→ Provided text
▬▬▬

If you look at the top table, you will see that the F value and the significance value for the model are the same as for the ANOVA in the previous exercise. That is because these two methods are based on the same basic process.

The Parameter estimates table compares each of the BMI groups to the Obese group and explains how we can predict the SBP based on group.

Compared to underweight participants, participants with obesity have an average SBP that is 6.6 mmHg higher (95% CI 1.4-11.7) and this is statistically significant (p=0.013). In this case, this indicates the mean SBP in the underweight group is 126.7 mmHg. You can use the table to explain the relationships of the normal and overweight groups to the obese group in the same terms.

There are ways to compare all of the different groups to each other in SPSS. This is dealt with in Module B2.

In this scenario we end up with a simple predicative regression model of SBP= 133.2mmHg for the obese group (- 6.6 for underweight, – 3.7 for normal weight and -1.9 overweight). As there are no other variables in the model at this stage, the equation is just predicting based on the mean SBP of each group.

B1.3b PRACTICAL: R

Linear regression with categorical exposure

Instead of conducting multiple pairwise comparisons in an ANOVA, we could run a linear regression to compare the mean difference in each age group compared to a reference category.

First, we need to tell R to treat our exposure as a categorical variable:

white.data$bmi_fact<-factor(white.data$bmi_grp4)

We can use is.factor() to check that the new created variable is indeed a factor variable.

is.factor(white.data$bmi_fact)

## [1] TRUE

Then, we use table() to count the number of participants in each BMI category.

▬▬▬

→ Information shown
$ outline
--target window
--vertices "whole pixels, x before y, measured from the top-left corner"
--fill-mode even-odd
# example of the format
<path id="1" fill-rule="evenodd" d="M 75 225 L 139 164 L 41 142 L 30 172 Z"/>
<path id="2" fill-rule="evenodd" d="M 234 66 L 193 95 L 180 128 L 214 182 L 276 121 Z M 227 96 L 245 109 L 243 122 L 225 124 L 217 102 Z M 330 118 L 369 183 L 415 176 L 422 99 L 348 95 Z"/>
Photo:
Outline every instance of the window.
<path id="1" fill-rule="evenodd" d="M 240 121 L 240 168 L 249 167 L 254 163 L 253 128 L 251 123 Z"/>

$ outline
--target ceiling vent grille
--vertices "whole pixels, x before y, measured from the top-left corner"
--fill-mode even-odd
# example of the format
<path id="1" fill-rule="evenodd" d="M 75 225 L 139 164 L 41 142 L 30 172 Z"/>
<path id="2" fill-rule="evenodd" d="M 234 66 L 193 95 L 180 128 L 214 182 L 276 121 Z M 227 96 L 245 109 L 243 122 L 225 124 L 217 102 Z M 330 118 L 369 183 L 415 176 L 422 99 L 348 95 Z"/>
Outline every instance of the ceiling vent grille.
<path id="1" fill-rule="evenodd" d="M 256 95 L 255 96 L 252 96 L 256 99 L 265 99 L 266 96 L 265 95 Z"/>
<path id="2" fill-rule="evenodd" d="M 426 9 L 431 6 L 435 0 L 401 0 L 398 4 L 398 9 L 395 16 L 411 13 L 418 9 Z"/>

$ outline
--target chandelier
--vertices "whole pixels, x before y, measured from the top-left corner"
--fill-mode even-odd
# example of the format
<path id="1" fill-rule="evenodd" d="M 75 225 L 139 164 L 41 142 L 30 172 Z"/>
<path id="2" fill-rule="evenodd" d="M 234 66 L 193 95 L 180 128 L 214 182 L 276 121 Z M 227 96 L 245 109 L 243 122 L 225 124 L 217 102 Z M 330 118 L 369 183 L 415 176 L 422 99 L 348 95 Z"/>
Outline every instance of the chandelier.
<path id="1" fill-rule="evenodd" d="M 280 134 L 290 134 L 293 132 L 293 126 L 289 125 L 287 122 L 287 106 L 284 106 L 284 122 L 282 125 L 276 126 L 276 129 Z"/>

▬▬▬

→ What to do
Extend the tutorial on regression with BMI groups, starting after its last sentence. You won't need the listing here.

→ Answer to this task
table(white.data$bmi_fact)

##

##    1    2    3    4

##   50 1793 2091  376

We can use aggregate() to compute summary statistics for SBP by BMI.

aggregate(white.data$sbp, list(white.data$bmi_fact), FUN=mean, na.rm=TRUE)
##   Group.1        x
## 1       1 126.6600
## 2       2 129.5695
## 3       3 131.3661
## 4       4 133.2394

The results indicate that there are mean SBP increases across the four categories of BMI.

Now we fit a linear regression model called fit2 with SBP as our response and BMI groups as our explanatory variable.

fit2 <- lm(sbp ~ bmi_fact, data=white.data)
summary(fit2)

Call:
lm(formula = sbp ~ bmi_fact, data = white.data)

Residuals:
    Min      1Q  Median      3Q     Max 
-43.366 -12.239  -1.570   9.634 100.430 

Coefficients:
            Estimate Std. Error t value Pr(>|t|)    
(Intercept)  126.660      2.474  51.187   <2e-16 ***
bmi_fact2      2.910      2.509   1.160   0.2462    
bmi_fact3      4.706      2.504   1.879   0.0602 .  
bmi_fact4      6.579      2.634   2.498   0.0125 *  

If we want confidence intervals, we could then type:

confint(fit2, level=0.95)

By default R will use the lowest category of bmi_fact as the reference in a regression. But this category is the smallest and hence it is not a good reference category as all comparisons with it will have large confidence intervals. We can change the reference category using the ‘relevel’ function:
white.data<-within(white.data,bmi_fact<-relevel(bmi_fact,ref=2))

Then we fit the same linear regression again:
> fit2 <- lm(sbp ~ bmi_fact, data=white.data)
> summary(fit2)
> confint(fit2, level=0.95)

Question 1.3b: Using the new reference category of BMI group=2, what conclusions do you make about the relationship between SBP and BMI groups based on the regression output given by summary(fit2)?

Answer

Call:
lm(formula = sbp ~ bmi_fact, data = white.data)

Residuals:
    Min      1Q  Median      3Q     Max 
-43.366 -12.239  -1.570   9.634 100.430 

Coefficients:
            Estimate Std. Error t value Pr(>|t|)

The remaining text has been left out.